*** Opening Dataset excerpts ***

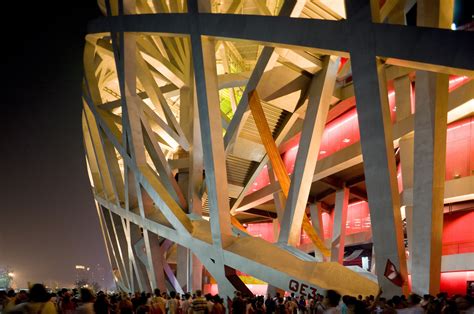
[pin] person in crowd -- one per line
(280, 307)
(38, 303)
(199, 304)
(125, 305)
(87, 299)
(218, 307)
(143, 307)
(186, 304)
(66, 305)
(157, 303)
(270, 304)
(209, 300)
(291, 305)
(101, 304)
(172, 304)
(238, 304)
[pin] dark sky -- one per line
(48, 222)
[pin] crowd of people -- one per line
(39, 301)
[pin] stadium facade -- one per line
(300, 145)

*** Closing Dataset excerpts ***

▶ _Activity_: Reproduce the final stretch of the data above: every line from the one holding "[pin] dark sky -- one per line" through the end, inclusive, exactly as written and nothing else.

▶ _Response box_:
[pin] dark sky -- one per line
(48, 222)
[pin] crowd of people -- one per line
(39, 301)
[pin] stadium facade -- one per line
(300, 145)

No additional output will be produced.